### Dataset excerpts
= = = = = = =

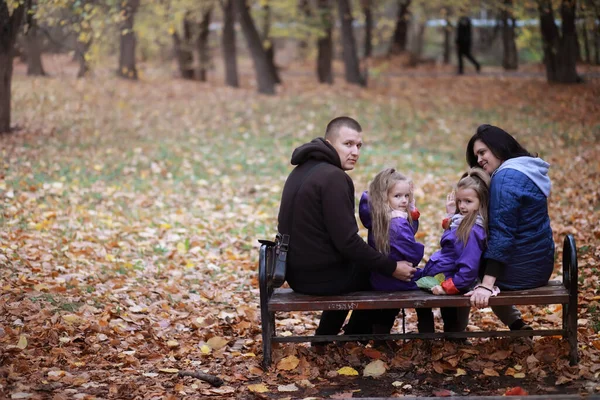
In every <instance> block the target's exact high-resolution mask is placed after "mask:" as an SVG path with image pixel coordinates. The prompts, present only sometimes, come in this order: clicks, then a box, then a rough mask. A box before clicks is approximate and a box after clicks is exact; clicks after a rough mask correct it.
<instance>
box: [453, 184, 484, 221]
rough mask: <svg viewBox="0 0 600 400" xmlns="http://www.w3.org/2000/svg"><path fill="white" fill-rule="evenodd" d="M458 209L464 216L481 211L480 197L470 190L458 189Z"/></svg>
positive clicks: (472, 190)
mask: <svg viewBox="0 0 600 400" xmlns="http://www.w3.org/2000/svg"><path fill="white" fill-rule="evenodd" d="M456 207H457V208H458V211H460V213H461V214H462V215H467V214H469V213H472V212H475V213H476V212H478V211H479V197H478V196H477V192H475V191H474V190H473V189H470V188H463V189H458V190H457V191H456Z"/></svg>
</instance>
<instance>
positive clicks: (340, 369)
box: [337, 367, 358, 376]
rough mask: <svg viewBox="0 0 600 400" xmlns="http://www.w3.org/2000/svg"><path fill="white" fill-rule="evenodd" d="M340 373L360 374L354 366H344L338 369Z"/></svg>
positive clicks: (348, 374) (351, 374)
mask: <svg viewBox="0 0 600 400" xmlns="http://www.w3.org/2000/svg"><path fill="white" fill-rule="evenodd" d="M337 372H338V374H340V375H345V376H358V371H357V370H355V369H354V368H352V367H342V368H340V369H338V371H337Z"/></svg>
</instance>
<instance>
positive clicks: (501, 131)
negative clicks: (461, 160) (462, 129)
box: [467, 124, 534, 167]
mask: <svg viewBox="0 0 600 400" xmlns="http://www.w3.org/2000/svg"><path fill="white" fill-rule="evenodd" d="M477 140H481V141H482V142H483V143H484V144H485V145H486V146H487V148H488V149H490V151H491V152H492V154H494V155H495V156H496V157H497V158H498V159H500V160H501V161H502V162H504V161H506V160H509V159H511V158H515V157H522V156H528V157H534V156H533V155H532V154H531V153H529V152H528V151H527V150H525V148H524V147H523V146H521V145H520V144H519V142H517V140H516V139H515V138H514V137H512V136H511V135H510V134H509V133H508V132H506V131H505V130H503V129H500V128H498V127H497V126H494V125H488V124H483V125H479V127H478V128H477V132H475V134H474V135H473V137H471V140H469V144H467V164H469V166H470V167H476V166H478V165H477V155H476V154H475V152H474V151H473V146H474V145H475V142H476V141H477Z"/></svg>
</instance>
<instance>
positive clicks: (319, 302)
mask: <svg viewBox="0 0 600 400" xmlns="http://www.w3.org/2000/svg"><path fill="white" fill-rule="evenodd" d="M568 302H569V292H568V291H567V289H566V288H564V287H563V286H543V287H540V288H536V289H528V290H518V291H510V292H501V293H500V294H499V295H498V296H496V297H492V298H490V305H492V306H496V305H512V304H514V305H526V304H566V303H568ZM419 307H470V303H469V298H468V297H464V296H436V295H433V294H430V293H427V292H425V291H422V290H414V291H409V292H374V291H370V292H355V293H348V294H344V295H343V296H311V295H305V294H300V293H296V292H294V291H293V290H291V289H276V290H275V291H274V292H273V295H272V296H271V298H270V299H269V309H270V310H272V311H321V310H366V309H378V308H419Z"/></svg>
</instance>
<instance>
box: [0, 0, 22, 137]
mask: <svg viewBox="0 0 600 400" xmlns="http://www.w3.org/2000/svg"><path fill="white" fill-rule="evenodd" d="M16 4H17V6H16V7H15V8H14V9H13V12H12V15H11V14H10V13H9V11H8V5H7V4H6V1H0V32H1V33H2V34H1V35H0V133H5V132H9V131H10V99H11V84H12V70H13V51H14V47H15V40H17V32H18V30H19V27H20V26H21V22H22V21H23V17H24V16H25V12H26V11H27V8H28V5H29V3H28V2H26V3H16Z"/></svg>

= = = = = = =

### Problem to work on
Copy all of the entries verbatim, leaving out any pictures they contain.

### Written response
In every <instance> block the target's exact high-resolution mask is placed after "mask:" as an SVG path with image pixel coordinates. The prompts, present only sometimes, come in this order: clicks, then a box, then a rough mask. A box before clicks is approximate and a box after clicks is exact; clicks after a rough mask correct it.
<instance>
box: [453, 184, 484, 221]
rough mask: <svg viewBox="0 0 600 400" xmlns="http://www.w3.org/2000/svg"><path fill="white" fill-rule="evenodd" d="M458 209L464 216L481 211L480 197L470 190L458 189Z"/></svg>
positive clicks: (472, 190)
mask: <svg viewBox="0 0 600 400" xmlns="http://www.w3.org/2000/svg"><path fill="white" fill-rule="evenodd" d="M456 207H457V208H458V211H460V213H461V214H462V215H467V214H469V213H472V212H475V213H476V212H478V211H479V197H478V196H477V192H475V191H474V190H473V189H470V188H463V189H458V190H457V191H456Z"/></svg>
</instance>
<instance>
positive clicks: (340, 369)
box: [337, 367, 358, 376]
rough mask: <svg viewBox="0 0 600 400" xmlns="http://www.w3.org/2000/svg"><path fill="white" fill-rule="evenodd" d="M340 373L360 374L354 366H344L338 369Z"/></svg>
positive clicks: (348, 374) (351, 374)
mask: <svg viewBox="0 0 600 400" xmlns="http://www.w3.org/2000/svg"><path fill="white" fill-rule="evenodd" d="M337 372H338V374H340V375H345V376H358V371H357V370H355V369H354V368H352V367H342V368H340V369H338V371H337Z"/></svg>
</instance>
<instance>
positive clicks: (501, 131)
negative clicks: (461, 160) (462, 129)
box: [467, 124, 534, 167]
mask: <svg viewBox="0 0 600 400" xmlns="http://www.w3.org/2000/svg"><path fill="white" fill-rule="evenodd" d="M477 140H481V141H482V142H483V143H484V144H485V145H486V146H487V148H488V149H490V151H491V152H492V154H494V155H495V156H496V157H497V158H498V159H500V160H501V161H502V162H504V161H506V160H509V159H511V158H515V157H522V156H528V157H534V156H533V155H532V154H531V153H529V152H528V151H527V150H525V148H524V147H523V146H521V145H520V144H519V142H517V140H516V139H515V138H514V137H512V136H511V135H510V134H509V133H508V132H506V131H505V130H503V129H500V128H498V127H497V126H494V125H488V124H483V125H479V127H478V128H477V132H475V134H474V135H473V137H471V140H469V144H467V164H469V166H470V167H476V166H478V165H477V155H476V154H475V152H474V151H473V146H474V145H475V142H476V141H477Z"/></svg>
</instance>
<instance>
positive clicks: (319, 302)
mask: <svg viewBox="0 0 600 400" xmlns="http://www.w3.org/2000/svg"><path fill="white" fill-rule="evenodd" d="M568 302H569V292H568V291H567V289H566V288H564V287H563V286H543V287H540V288H536V289H528V290H518V291H510V292H501V293H500V294H499V295H498V296H496V297H492V298H490V305H492V306H496V305H512V304H514V305H526V304H566V303H568ZM419 307H470V303H469V298H468V297H464V296H436V295H433V294H430V293H427V292H425V291H422V290H414V291H409V292H374V291H370V292H355V293H348V294H344V295H343V296H311V295H305V294H300V293H296V292H294V291H293V290H291V289H276V290H275V291H274V292H273V295H272V296H271V298H270V299H269V309H270V310H272V311H321V310H366V309H378V308H419Z"/></svg>
</instance>
<instance>
box: [0, 0, 22, 137]
mask: <svg viewBox="0 0 600 400" xmlns="http://www.w3.org/2000/svg"><path fill="white" fill-rule="evenodd" d="M16 4H17V6H16V7H15V8H14V9H13V12H12V15H11V14H10V13H9V11H8V5H7V4H6V1H0V32H1V33H2V34H1V35H0V133H5V132H9V131H10V99H11V84H12V70H13V51H14V47H15V40H17V32H18V30H19V27H20V26H21V22H22V21H23V17H24V16H25V12H26V11H27V8H28V5H29V3H28V2H26V3H16Z"/></svg>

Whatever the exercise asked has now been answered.